GOAL OF THE EXERCISE:
Using the passage about a hospital farewell, answer each of the following briefly.
(a) On what date did the writer and the kids check out of the hotel?
(b) What date is given for when he went to his heavenly home?
(c) How many years later is the writer looking back?

I remember that it
was a very cold day…..January 29, 2008.
My kids and I checked out of the hotel and got in our cars. We were going home, but not quite yet. We had to first go to the hospital. A few days earlier, the surgeon who had been
a glimmer of hope for us stood in the room and with tears in his eyes, told us
that there would be no more surgeries.
If strength was regained, we could try chemo again, but the reality of
the situation was that outside of God intervening, his address was soon going
to change to a heavenly mansion. I went
to the room where I had spent many hours and saw him lying there. My love, my friend, my partner. He smiled when he saw me and his eyes
twinkled the way that they always would.
Then his smile faded a little bit and he told me to have the kids stay
in the hall. He told me to close the
door because he had something to tell me.
My mind raced as I wondered what this could be about. He took my hands and looked into my
eyes. He said, “I want you to get
married again. I think I was just
practice so you would know it was ok to love someone and not get hurt.” Here was this man facing the end of his time
on earth and he wanted to make sure I would be ok. To some it may seem like an awkward
conversation, but it was very natural…it was us trying our best to take care of
each other as long as we could. I
remember telling him that I wasn’t done loving him yet. We went home that day and on February 3rd,
2008, he went to his heavenly home.
Here I am six
years later. For so long, I didn’t think
I would ever find love again. Then it
happened. This guy entered my life and
swept my heart away. What I thought was
impossible to feel again is alive and well.

DATASET ENTRIES:
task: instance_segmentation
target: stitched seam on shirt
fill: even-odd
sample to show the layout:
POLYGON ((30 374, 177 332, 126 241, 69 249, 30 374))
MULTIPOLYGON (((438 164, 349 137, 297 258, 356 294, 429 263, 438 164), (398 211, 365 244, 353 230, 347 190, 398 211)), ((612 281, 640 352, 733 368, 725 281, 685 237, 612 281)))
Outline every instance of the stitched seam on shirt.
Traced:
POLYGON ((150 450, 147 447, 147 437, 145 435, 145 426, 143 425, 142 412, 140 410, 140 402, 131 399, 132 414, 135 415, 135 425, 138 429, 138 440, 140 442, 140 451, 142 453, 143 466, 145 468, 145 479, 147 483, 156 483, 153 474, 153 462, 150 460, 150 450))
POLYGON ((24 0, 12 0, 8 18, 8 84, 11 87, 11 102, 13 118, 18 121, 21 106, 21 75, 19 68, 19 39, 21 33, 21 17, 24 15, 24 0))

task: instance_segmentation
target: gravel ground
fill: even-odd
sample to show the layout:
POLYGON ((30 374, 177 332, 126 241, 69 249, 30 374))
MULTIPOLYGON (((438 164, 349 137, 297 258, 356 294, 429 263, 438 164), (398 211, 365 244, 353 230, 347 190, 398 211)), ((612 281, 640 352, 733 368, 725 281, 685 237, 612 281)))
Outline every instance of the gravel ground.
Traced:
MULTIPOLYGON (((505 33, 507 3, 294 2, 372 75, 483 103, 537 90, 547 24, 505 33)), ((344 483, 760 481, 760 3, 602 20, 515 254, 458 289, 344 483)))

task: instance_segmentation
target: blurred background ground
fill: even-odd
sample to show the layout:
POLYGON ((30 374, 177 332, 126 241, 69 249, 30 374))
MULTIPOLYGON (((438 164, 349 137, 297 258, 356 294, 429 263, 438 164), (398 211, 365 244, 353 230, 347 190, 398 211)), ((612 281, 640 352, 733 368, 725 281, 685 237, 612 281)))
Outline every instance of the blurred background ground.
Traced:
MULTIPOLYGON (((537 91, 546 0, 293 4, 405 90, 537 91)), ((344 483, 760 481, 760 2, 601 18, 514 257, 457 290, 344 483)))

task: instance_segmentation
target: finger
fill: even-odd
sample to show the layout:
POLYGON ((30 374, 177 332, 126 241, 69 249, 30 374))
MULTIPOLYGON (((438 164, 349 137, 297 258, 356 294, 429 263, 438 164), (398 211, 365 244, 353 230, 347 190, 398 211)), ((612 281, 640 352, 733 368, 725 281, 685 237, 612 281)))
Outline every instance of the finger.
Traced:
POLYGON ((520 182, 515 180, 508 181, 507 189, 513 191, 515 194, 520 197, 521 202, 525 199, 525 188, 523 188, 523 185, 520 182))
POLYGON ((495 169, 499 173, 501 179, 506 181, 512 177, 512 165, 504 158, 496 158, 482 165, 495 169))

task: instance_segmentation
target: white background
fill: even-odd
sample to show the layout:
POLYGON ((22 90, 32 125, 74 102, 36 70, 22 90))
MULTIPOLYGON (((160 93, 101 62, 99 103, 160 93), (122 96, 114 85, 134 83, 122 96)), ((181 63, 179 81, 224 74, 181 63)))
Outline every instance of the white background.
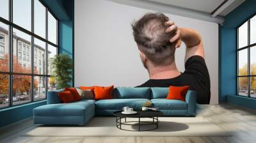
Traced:
MULTIPOLYGON (((131 26, 147 12, 143 8, 105 0, 75 1, 75 86, 136 86, 148 80, 140 61, 131 26)), ((209 22, 164 13, 179 27, 202 36, 211 77, 211 103, 218 101, 218 27, 209 22)), ((185 47, 175 60, 184 70, 185 47)))

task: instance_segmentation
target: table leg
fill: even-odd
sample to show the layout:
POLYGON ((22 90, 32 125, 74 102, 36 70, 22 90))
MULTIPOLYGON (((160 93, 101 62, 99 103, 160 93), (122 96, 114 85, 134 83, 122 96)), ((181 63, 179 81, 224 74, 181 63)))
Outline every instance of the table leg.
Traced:
POLYGON ((156 121, 157 121, 157 123, 156 123, 156 128, 158 128, 158 123, 159 123, 159 121, 158 121, 158 117, 156 117, 156 121))
POLYGON ((140 131, 140 117, 139 117, 139 132, 140 131))

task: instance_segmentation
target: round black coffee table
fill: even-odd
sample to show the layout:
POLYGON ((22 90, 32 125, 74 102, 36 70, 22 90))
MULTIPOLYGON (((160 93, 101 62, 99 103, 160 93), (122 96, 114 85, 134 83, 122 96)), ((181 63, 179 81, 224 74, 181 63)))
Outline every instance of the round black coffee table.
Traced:
POLYGON ((158 123, 159 120, 158 119, 158 117, 163 115, 163 113, 159 110, 147 110, 142 111, 138 110, 136 111, 138 113, 136 114, 124 114, 121 111, 116 111, 113 113, 114 116, 116 117, 116 127, 120 130, 127 130, 127 131, 150 131, 157 129, 158 128, 158 123), (126 118, 138 118, 138 121, 127 121, 126 118), (141 121, 141 118, 151 118, 152 119, 152 121, 141 121), (122 119, 125 119, 124 122, 122 122, 122 119), (132 124, 134 123, 138 123, 138 124, 132 124), (131 126, 138 126, 138 130, 129 130, 122 128, 122 125, 131 125, 131 126), (141 130, 141 126, 148 126, 148 125, 154 125, 153 128, 148 129, 148 130, 141 130))

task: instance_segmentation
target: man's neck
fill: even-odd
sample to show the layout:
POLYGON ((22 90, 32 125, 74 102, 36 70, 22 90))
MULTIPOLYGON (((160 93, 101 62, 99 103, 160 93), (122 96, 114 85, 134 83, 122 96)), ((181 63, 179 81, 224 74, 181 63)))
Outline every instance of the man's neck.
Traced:
POLYGON ((178 77, 181 73, 177 68, 175 62, 164 66, 150 66, 149 68, 150 79, 166 79, 178 77))

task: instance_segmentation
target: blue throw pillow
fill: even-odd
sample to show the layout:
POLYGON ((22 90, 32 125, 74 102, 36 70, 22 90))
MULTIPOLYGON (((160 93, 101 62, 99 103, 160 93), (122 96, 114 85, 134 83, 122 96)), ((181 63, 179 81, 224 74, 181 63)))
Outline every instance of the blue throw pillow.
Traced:
POLYGON ((169 93, 169 87, 151 87, 152 99, 166 98, 169 93))

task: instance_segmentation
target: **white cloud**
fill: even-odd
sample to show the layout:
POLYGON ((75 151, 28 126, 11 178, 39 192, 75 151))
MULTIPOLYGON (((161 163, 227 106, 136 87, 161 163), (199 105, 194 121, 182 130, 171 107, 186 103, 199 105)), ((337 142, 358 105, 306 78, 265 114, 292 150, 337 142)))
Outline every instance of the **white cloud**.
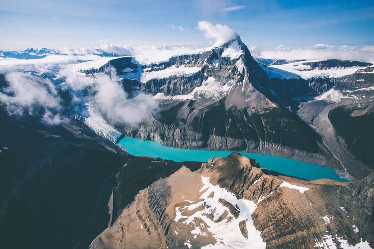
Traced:
POLYGON ((178 31, 183 31, 185 30, 185 28, 182 27, 182 26, 176 26, 175 25, 173 24, 173 23, 171 23, 170 24, 166 24, 167 26, 168 26, 172 28, 172 29, 177 29, 178 31))
POLYGON ((245 6, 243 5, 238 5, 236 6, 232 6, 231 7, 223 8, 221 9, 221 11, 223 12, 232 11, 234 10, 238 10, 239 9, 241 9, 244 8, 245 7, 245 6))
POLYGON ((53 112, 61 109, 60 98, 53 83, 30 73, 12 72, 5 75, 9 85, 0 92, 0 102, 10 115, 33 115, 43 111, 42 121, 55 125, 62 119, 53 112))
POLYGON ((227 25, 219 23, 213 25, 211 22, 200 21, 198 22, 197 27, 204 32, 206 38, 215 39, 215 45, 224 43, 237 35, 234 30, 227 25))
POLYGON ((118 80, 114 70, 110 75, 95 76, 97 93, 93 100, 102 113, 110 123, 125 123, 132 127, 151 120, 152 110, 158 106, 157 101, 144 93, 129 99, 118 80))
POLYGON ((319 43, 312 47, 287 48, 279 45, 275 48, 261 48, 250 46, 249 48, 253 57, 264 59, 289 60, 337 59, 374 62, 374 47, 372 46, 360 48, 319 43))

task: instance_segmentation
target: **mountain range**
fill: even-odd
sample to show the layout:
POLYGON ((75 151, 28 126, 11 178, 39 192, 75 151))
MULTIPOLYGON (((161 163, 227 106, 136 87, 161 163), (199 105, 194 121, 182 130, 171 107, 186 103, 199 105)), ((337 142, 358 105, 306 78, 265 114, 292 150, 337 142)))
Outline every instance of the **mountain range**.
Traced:
POLYGON ((86 52, 0 51, 4 247, 373 247, 371 62, 254 58, 237 35, 86 52), (292 158, 352 182, 236 153, 134 156, 124 136, 292 158))

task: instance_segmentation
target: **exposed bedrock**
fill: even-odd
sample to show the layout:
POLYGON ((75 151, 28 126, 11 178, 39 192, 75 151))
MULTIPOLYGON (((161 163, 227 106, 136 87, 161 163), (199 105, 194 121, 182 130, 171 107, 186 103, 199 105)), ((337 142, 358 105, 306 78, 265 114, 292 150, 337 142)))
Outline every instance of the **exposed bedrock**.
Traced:
POLYGON ((269 175, 260 166, 233 153, 213 158, 194 172, 183 167, 140 191, 90 248, 241 248, 246 243, 256 248, 323 248, 331 243, 374 243, 374 175, 352 183, 309 181, 269 175), (214 191, 206 179, 216 186, 214 191), (222 191, 224 198, 219 197, 222 191), (254 209, 247 210, 243 200, 252 202, 246 203, 254 209), (243 216, 243 212, 249 213, 243 216), (224 229, 233 224, 230 236, 234 241, 217 236, 216 226, 224 229))

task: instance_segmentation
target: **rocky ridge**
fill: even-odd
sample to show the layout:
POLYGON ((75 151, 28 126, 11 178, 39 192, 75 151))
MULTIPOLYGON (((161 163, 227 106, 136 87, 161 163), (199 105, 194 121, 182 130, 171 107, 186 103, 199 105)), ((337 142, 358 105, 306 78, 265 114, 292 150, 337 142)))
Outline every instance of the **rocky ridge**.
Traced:
POLYGON ((141 191, 90 248, 369 247, 373 177, 308 181, 235 153, 213 158, 141 191))

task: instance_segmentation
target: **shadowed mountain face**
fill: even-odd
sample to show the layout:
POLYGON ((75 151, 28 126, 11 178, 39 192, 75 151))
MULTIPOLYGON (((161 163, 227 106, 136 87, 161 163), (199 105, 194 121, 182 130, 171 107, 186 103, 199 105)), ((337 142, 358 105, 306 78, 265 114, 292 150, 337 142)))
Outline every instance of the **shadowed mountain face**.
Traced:
POLYGON ((108 223, 107 179, 129 156, 79 123, 46 127, 2 110, 0 119, 2 247, 73 248, 92 224, 88 247, 108 223))
MULTIPOLYGON (((374 175, 354 183, 308 181, 269 175, 260 166, 233 153, 193 172, 183 167, 140 191, 90 248, 324 248, 374 243, 374 175)), ((118 186, 126 184, 124 173, 117 176, 118 186)), ((115 191, 114 203, 120 203, 126 192, 115 191)))
POLYGON ((343 170, 318 134, 283 106, 239 37, 159 63, 137 63, 123 57, 97 71, 84 71, 105 73, 111 65, 126 64, 117 71, 124 89, 130 94, 141 90, 158 100, 150 121, 135 128, 115 124, 127 135, 184 148, 291 157, 343 170))

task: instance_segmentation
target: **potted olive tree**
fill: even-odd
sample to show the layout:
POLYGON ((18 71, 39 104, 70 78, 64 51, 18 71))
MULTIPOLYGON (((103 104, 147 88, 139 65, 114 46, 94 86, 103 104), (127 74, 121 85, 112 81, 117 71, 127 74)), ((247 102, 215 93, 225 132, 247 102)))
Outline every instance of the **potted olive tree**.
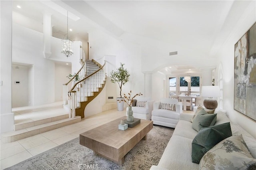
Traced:
POLYGON ((112 83, 117 83, 120 88, 120 97, 116 98, 117 102, 117 109, 118 111, 124 110, 124 98, 122 96, 122 86, 124 85, 129 80, 130 74, 127 69, 124 67, 124 64, 120 63, 121 66, 116 69, 116 71, 112 70, 110 73, 111 81, 112 83))

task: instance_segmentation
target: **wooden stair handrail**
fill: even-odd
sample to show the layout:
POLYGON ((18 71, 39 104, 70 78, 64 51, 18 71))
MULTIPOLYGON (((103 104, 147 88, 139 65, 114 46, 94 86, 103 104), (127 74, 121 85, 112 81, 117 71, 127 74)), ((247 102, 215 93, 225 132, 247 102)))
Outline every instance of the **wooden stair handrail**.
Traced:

REPLY TO THE TASK:
(a) January 29, 2008
(b) February 3rd, 2008
(c) Six years later